Texte présenté →
-=-=-=-=-

De la cour Là Bruyère explication Linéaire
Publié le 25/06/2023
Extrait du document
«
De la cour : La Bruyère
« Ceux qui habitent cette contrée ont une physionomie qui n'est
pas nette » (Accroche)
C’est en ses termes singuliers que la cour du roi Louis XIV est
évoquée… avec toute la distance et l’ironie d’un narrateur se
plaisant à décrire avec distance une peuplade aux allures
lointaines et étrangères… alors même qu’il s’agit des courtisans et
courtisanes du temps de La Bruyère ! Publiée pour la première fois
en 1688 par Jean de La Bruyère, Les Caractères est une œuvre
atypique, reflétant dans des portraits, tout à la fois féroces et sans
concession, un miroir déformant des vices d’une société se
complaisant trop souvent au jeu factice et un peu vain de la
comédie sociale.
Le portrait qui nous intéresse dans cette étude
est celui de la cour, une cour composée de vieux et de jeunes,
d’hommes et de femmes, mais aussi de personnes issues du
peuple ou bien de personnes venant de la noblesse.
Cette
assemblée se faisant du peuple vers le roi, avec un réel souci de
classification allant par âge, puis par sexe, puis par proximité du
roi, montre qu’au sommet de cette pyramide sociale se trouve le
roi, au-dessus duquel trône Dieu.
On peut néanmoins s’interroger
du vrai Dieu de ce drôle de « peuple » (les courtisans ou
courtisanes à Versailles).
S’agit-il réellement du Dieu judéochrétien ou bien du Dieu de l’apparence et de la superficialité ?
[Contextualisation]
Pour une meilleure fluidité dans mon explication, je découperai le
texte en 4 axes :
1) le ridicule des jeunes hommes courtisans (de « L'on parle d'une
région » jusqu’à « de l’eau forte »)
2) la superficialité des courtisanes (de « Les femmes du pays »
jusqu’à « ne pas se montrer assez.
»)
3) la physionomie de cette cour qui a sacrifié le naturel au profit
des apparences (de « Ceux qui habitent cette contrée » jusqu’à « les
hommes à leur visage.
»)
4) le rapport qu’entretient cette cour avec son Roi, seul vrai Dieu
apparent lorsqu’ils sont à l’église… (sur tout le reste du texte)
[Découpage]
Dès les premières lignes, l’impression qui semble se dégager du
texte est la dimension critique qu’adopte le narrateur vis-à-vis des
jeunes courtisans.
(Impressions)
Sur quels critères objectifs puis-je affirmer cela ?
Le premier critère est, selon moi, le positionnement du
narrateur.
Ce dernier, effectivement, n’hésite pas à prendre
dans ce passage une vraie distance critique à l’égard de ces
sujets, en utilisant notamment des énumérations pour mieux
mettre en évidence un champ lexical de la débauche, champ
lexical particulièrement mis en lumière par des hyperboles et
des métaphores.
(Procédés)

-=-=-=-=-

À faire →
**A)** Relevez les quatre axes annoncés dans l'explication linéaire pour découper l'extrait étudié.
**B)** Recopiez fidèlement le passage de l'explication linéaire qui commence à « [Contextualisation] » et se termine à « à leur visage. ».
Les lignes suivantes n'ont aucun rapport avec l'explication linéaire.

Données fournies →
-=-=-=-=-

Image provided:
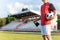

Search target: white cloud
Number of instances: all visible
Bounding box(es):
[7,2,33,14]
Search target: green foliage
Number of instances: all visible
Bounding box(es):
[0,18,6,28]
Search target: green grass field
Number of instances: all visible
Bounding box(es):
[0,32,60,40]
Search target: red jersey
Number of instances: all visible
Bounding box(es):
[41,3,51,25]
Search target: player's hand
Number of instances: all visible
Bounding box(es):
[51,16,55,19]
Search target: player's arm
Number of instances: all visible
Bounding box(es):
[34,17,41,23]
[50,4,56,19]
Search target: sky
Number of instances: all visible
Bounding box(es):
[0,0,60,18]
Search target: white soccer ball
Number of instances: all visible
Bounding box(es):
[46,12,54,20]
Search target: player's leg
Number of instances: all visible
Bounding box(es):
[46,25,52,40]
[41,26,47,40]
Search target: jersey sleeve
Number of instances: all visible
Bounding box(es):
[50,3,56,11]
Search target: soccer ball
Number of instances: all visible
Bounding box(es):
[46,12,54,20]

-=-=-=-=-

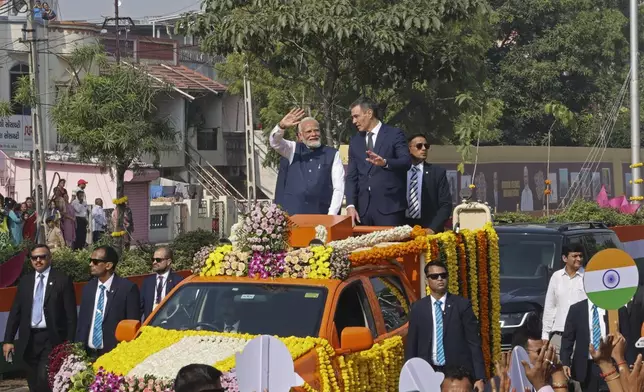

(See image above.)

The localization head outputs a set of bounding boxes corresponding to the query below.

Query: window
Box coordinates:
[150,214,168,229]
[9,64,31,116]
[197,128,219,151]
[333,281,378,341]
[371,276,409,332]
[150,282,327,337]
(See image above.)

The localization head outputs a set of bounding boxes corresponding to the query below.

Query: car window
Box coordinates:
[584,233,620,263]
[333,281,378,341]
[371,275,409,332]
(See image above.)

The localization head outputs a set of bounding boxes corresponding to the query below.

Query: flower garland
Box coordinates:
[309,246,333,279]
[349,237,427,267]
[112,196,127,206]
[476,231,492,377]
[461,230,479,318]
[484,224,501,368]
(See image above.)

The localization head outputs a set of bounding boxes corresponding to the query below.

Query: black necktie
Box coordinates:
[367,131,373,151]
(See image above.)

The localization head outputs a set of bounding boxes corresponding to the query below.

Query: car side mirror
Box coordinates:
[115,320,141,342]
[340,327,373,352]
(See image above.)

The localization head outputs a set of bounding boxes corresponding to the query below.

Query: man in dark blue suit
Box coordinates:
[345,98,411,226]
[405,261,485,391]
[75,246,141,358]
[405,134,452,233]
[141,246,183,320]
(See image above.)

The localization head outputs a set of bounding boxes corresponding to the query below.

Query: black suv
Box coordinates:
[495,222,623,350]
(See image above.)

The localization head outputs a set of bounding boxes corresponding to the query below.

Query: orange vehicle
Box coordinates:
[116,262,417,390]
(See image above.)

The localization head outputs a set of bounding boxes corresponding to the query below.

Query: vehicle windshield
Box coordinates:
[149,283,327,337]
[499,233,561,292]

-=-=-=-=-

Réponses →
**A)**
1) le ridicule des jeunes hommes courtisans
2) la superficialité des courtisanes
3) la physionomie de cette cour qui a sacrifié le naturel au profit des apparences
4) le rapport qu'entretient cette cour avec son Roi, seul vrai Dieu apparent lorsqu'ils sont à l'église

**B)**
[Contextualisation]
Pour une meilleure fluidité dans mon explication, je découperai le
texte en 4 axes :
1) le ridicule des jeunes hommes courtisans (de « L'on parle d'une
région » jusqu’à « de l’eau forte »)
2) la superficialité des courtisanes (de « Les femmes du pays »
jusqu’à « ne pas se montrer assez.
»)
3) la physionomie de cette cour qui a sacrifié le naturel au profit
des apparences (de « Ceux qui habitent cette contrée » jusqu’à « les
hommes à leur visage.